Recast every line of the items below as a Markdown table with the columns "Row" and "Line", giving each nonblank line its own numbered row and omitting blank lines. Leave the pictures out of the table.

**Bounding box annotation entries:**
---*---
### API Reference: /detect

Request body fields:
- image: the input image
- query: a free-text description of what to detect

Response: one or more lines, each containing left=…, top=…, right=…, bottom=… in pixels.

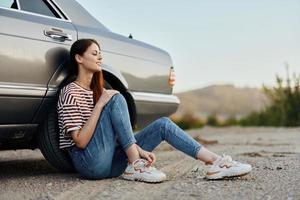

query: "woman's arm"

left=71, top=89, right=118, bottom=149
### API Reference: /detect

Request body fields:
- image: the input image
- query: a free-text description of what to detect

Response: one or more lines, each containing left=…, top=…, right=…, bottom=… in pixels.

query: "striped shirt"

left=57, top=82, right=94, bottom=149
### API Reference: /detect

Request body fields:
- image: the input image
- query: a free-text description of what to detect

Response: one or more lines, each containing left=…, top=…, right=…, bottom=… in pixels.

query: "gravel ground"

left=0, top=127, right=300, bottom=200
---*---
**ANSWER TO THIS PROBLEM:**
| Row | Line |
|---|---|
| 1 | ### API Reference: /detect |
| 2 | Request body fields: |
| 3 | - image: the input image |
| 4 | - query: a free-text description of what to detect |
| 5 | Response: one or more lines, each containing left=…, top=…, right=…, bottom=… in pixels. |
| 6 | query: "woman's arm" |
| 7 | left=71, top=89, right=118, bottom=149 |
| 8 | ### API Reference: /detect |
| 9 | Request body fields: |
| 10 | - image: the input image |
| 11 | - query: a free-text description of what to detect |
| 12 | Response: one or more lines, each containing left=…, top=…, right=…, bottom=… in pixels. |
| 13 | query: "striped shirt" |
| 14 | left=57, top=82, right=94, bottom=149 |
| 15 | ### API Reference: /detect |
| 16 | Request body fields: |
| 17 | - image: the input image |
| 18 | - query: a free-text description of what to detect |
| 19 | Response: one or more lines, each containing left=…, top=…, right=…, bottom=… in pixels. |
| 20 | query: "gravel ground" |
| 21 | left=0, top=127, right=300, bottom=200 |